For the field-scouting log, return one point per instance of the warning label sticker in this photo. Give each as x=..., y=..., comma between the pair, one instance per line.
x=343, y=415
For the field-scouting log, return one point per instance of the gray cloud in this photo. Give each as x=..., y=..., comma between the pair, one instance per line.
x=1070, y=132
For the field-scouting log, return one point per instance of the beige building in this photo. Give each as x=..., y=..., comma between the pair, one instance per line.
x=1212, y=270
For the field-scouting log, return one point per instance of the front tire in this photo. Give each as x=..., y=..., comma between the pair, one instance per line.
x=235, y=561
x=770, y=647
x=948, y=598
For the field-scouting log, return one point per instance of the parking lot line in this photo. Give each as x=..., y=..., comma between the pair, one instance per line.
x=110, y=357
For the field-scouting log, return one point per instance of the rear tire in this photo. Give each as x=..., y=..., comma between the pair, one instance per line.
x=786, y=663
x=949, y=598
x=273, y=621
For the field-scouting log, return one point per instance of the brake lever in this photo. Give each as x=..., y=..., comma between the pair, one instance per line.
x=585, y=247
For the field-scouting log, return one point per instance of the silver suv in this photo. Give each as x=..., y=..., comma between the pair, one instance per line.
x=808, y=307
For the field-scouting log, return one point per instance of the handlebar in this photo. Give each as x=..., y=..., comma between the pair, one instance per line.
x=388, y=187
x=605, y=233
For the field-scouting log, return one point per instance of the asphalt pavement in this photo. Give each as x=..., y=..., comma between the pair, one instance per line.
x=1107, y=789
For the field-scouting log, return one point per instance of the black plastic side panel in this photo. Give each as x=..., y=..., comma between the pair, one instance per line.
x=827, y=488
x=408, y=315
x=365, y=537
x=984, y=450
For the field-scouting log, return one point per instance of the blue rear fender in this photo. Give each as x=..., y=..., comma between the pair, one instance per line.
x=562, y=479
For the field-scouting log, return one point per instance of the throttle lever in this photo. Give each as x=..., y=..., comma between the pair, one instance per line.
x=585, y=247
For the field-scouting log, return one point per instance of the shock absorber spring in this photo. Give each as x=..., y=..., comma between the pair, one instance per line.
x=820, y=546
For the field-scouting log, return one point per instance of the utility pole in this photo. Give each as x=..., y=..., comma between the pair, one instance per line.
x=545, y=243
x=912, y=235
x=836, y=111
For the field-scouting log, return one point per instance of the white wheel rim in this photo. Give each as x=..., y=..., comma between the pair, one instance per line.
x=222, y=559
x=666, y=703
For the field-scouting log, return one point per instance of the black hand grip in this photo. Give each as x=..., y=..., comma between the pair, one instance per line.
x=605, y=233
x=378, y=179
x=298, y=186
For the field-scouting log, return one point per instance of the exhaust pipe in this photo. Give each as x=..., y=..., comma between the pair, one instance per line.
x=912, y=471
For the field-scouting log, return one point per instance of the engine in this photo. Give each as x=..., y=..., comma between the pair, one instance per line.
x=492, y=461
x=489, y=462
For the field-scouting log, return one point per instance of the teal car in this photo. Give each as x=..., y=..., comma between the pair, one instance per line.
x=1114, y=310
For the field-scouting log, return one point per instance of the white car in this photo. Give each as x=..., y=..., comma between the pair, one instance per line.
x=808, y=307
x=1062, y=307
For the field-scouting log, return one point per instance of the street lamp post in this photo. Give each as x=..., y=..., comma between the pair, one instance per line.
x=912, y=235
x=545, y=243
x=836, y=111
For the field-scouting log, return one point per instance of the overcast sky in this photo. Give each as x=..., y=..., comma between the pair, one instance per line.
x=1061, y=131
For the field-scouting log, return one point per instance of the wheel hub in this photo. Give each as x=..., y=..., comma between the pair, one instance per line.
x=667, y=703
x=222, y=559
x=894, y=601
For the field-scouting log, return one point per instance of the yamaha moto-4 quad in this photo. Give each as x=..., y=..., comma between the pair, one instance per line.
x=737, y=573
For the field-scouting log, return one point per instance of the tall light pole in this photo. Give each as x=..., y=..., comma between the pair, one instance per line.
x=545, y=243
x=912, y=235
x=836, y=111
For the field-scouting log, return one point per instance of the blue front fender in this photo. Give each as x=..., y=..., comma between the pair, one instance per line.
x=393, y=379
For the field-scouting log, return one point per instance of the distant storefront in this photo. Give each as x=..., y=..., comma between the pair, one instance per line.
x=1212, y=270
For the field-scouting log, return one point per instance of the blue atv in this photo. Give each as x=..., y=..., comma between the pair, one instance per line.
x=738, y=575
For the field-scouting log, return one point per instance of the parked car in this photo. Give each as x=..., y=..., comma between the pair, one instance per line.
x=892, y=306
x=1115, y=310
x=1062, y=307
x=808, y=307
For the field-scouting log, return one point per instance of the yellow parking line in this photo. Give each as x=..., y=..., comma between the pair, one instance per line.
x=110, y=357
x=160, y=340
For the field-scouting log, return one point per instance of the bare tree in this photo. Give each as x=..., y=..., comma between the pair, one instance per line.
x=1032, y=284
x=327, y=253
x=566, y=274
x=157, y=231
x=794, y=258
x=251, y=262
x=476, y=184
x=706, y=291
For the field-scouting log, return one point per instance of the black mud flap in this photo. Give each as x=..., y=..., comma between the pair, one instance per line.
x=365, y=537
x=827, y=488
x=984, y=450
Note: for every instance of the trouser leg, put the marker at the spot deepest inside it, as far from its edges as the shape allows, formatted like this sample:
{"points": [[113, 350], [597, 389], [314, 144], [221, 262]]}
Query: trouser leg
-*-*-
Without changing a single character, repeat each record.

For the field-scouting log, return one point per instance of the warning label sticker in this photo. Give each as x=..., y=..., comma between the pair, one instance per line.
x=343, y=415
For the field-scouting log, return one point per instance of the gray cloud in this photo. Give each as x=..., y=..., comma between the pair, one instance per line.
x=1070, y=132
For the field-scouting log, return one point per instance of the beige building in this photo. Give each as x=..., y=..., comma between the pair, one instance per line.
x=1212, y=270
For the field-scouting log, return one point per instance of the front tire in this photo. Give each as x=..., y=..., comma between the pair, one instance per line.
x=235, y=561
x=770, y=647
x=948, y=598
For the field-scouting log, return one point per instance of the parking lot line in this photo. Give each as x=..., y=..., comma between the pair, one instance per line.
x=110, y=357
For the field-scouting log, return one point per instance of the rear tire in this photo. Give each as x=..., y=..., comma between the pair, one instance per line.
x=786, y=663
x=949, y=598
x=273, y=621
For the field-scouting log, return one point per instance of the brake lever in this photo. Give each as x=..., y=..., comma between the pair, one instance per line.
x=585, y=247
For the field-scouting log, return one point per instance of the silver suv in this photo. Give each as x=..., y=..., comma between the pair, one instance per line.
x=808, y=307
For the field-scouting log, return one point per instance of the handlebar in this photo. Give each as x=..., y=..., comma between the pair, one instance per line.
x=388, y=187
x=605, y=233
For the field-scouting log, return one point per instance of the asphalt pavement in this photo. Give each as x=..., y=..., comma between the pair, one instance per line.
x=1107, y=789
For the field-scouting log, return one point per instance of the black plastic side panel in this photo. Give each as x=..., y=..., comma between the pair, one instance per line.
x=827, y=488
x=408, y=315
x=365, y=537
x=984, y=450
For the field-scouting log, return one point per instance of the blue rear fender in this photo. Give each as x=..., y=..., comma between the pair, one instance per line.
x=562, y=479
For the field-scouting log, return one point per instance of the throttle lever in this photo. Give each as x=..., y=..., comma between the pair, one instance per line.
x=585, y=247
For the field-scouting log, return one point per instance of the shock absorber spring in this photo. Give each as x=..., y=..., comma between the pair, one instance per line.
x=820, y=546
For the field-scouting log, return one point per instance of the utility pole in this photo. Give each as x=..., y=..., comma between the pair, one instance per line.
x=545, y=243
x=912, y=235
x=836, y=111
For the field-scouting log, return one point per instance of the white wheel rim in this photo. Give each as x=..., y=..., comma between the pair, one instance per line.
x=222, y=559
x=666, y=703
For the field-scouting log, return one point per instance of the black hand grip in this photo. Give each as x=..., y=..., comma between the pair, one instance per line.
x=605, y=233
x=378, y=179
x=298, y=186
For the field-scouting log, return one point per instance of the exhaust pipe in this photo. Give each as x=..., y=..., comma between the pair, one instance per line.
x=912, y=471
For the field-scouting log, return one point per instance of the engine in this photo. Give each as x=..., y=..., comma between the pair, one instance per line.
x=492, y=461
x=489, y=462
For the field-scouting log, return one point per instance of the teal car in this photo. Give each as x=..., y=..., comma between the pair, one instance per line.
x=1114, y=310
For the field-scouting log, return one point per instance of the white car in this photo. Give each as x=..., y=..., comma between the pair, one instance per line.
x=808, y=307
x=1062, y=307
For the field-scouting log, return one point per instance of the street lamp post in this photo. Give each as x=..., y=..., comma between the pair, one instance per line.
x=912, y=235
x=545, y=243
x=836, y=111
For the field-scouting log, return one point per instance of the overcast sky in this photo. Give each as x=..., y=..., comma between the pair, one instance per line.
x=1061, y=131
For the field-scouting log, return one point per instance of the wheel hub in this photo. Give each as x=..., y=..., comma between the pair, one instance per line.
x=667, y=703
x=222, y=559
x=894, y=601
For the field-scouting log, return one point per instance of the yamaha moto-4 quad in this photo. Give each as x=..., y=..., comma between the pair, one instance per line.
x=737, y=573
For the field-scouting log, return one point per instance of the tall light pole in this photo. Give each as x=..., y=..., comma between the pair, one instance per line.
x=545, y=243
x=912, y=235
x=836, y=111
For the field-scouting log, return one point per instance of the blue front fender in this photo. Give each as x=..., y=..., comma between the pair, one instance per line.
x=393, y=379
For the field-scouting log, return one point per instance of the distant storefront in this photo. Give each as x=..., y=..., comma between the pair, one instance per line.
x=1212, y=270
For the field-scouting log, return one point per instance of the blue atv in this photo. Give each as x=..., y=..., comma between the pair, one instance per line.
x=738, y=575
For the field-scouting log, return one point per instance of the parked car in this photo. Give each as x=..., y=..., comma between the pair, one instance per line.
x=892, y=306
x=1115, y=310
x=1062, y=307
x=808, y=307
For the field-scouting log, return one point per instance of the yellow parking line in this photo. Give each as x=..., y=..., comma between the pair, one instance per line.
x=110, y=357
x=160, y=340
For the field-scouting log, return one point per instance of the bare tree in this photo. Give each as x=..., y=..., comma between the pair, one instance per line.
x=1032, y=284
x=327, y=253
x=566, y=274
x=157, y=231
x=794, y=258
x=251, y=262
x=476, y=184
x=706, y=291
For the field-scouting log, return one point per instance of the black mud flap in this photo. Give each as x=..., y=..., comma between the pair, one instance per line.
x=365, y=537
x=827, y=488
x=984, y=450
Note: for every instance of the trouser leg, put the marker at the spot deepest inside it, as far from its edges as the shape allows, formatted like this sample:
{"points": [[113, 350], [597, 389], [314, 144], [221, 262]]}
Query: trouser leg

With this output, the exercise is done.